▶ WHAT THE EXERCISE ASKS: Show every line in the data listing below that contains the word "stroller", matching case exactly.

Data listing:
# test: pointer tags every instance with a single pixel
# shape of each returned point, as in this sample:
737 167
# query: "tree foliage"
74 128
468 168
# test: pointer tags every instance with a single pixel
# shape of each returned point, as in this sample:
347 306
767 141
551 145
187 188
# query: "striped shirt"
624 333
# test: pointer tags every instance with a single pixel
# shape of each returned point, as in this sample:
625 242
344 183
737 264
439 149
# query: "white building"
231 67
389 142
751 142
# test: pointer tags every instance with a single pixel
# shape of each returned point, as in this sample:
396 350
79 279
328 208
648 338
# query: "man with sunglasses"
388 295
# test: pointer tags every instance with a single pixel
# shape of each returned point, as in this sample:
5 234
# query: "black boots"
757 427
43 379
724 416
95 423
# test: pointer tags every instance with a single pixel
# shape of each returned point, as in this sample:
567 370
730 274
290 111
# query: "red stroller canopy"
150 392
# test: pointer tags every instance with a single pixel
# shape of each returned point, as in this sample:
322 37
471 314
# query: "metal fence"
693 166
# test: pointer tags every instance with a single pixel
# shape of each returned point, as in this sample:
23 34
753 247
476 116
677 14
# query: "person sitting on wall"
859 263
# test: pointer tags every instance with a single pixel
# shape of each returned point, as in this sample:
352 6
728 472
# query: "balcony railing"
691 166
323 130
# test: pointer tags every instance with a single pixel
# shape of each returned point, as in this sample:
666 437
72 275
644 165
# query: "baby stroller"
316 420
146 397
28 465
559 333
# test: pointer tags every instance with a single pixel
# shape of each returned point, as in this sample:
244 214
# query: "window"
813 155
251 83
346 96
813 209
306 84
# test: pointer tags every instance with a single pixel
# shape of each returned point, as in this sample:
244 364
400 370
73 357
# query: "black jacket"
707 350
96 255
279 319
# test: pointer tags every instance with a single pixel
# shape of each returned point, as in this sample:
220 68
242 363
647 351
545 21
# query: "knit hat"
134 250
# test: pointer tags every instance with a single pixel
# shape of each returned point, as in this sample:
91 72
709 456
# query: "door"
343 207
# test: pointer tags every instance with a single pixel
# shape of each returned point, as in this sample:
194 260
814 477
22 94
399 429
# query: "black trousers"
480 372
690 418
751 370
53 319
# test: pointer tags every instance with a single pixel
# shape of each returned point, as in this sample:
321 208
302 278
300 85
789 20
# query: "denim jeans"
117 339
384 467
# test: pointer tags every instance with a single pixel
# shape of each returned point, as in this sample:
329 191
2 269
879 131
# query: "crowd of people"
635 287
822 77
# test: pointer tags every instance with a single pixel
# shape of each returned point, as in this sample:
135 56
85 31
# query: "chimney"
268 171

▶ ANSWER TO THE EXERCISE:
# query: "red stroller canopy"
# query: "baby stroller"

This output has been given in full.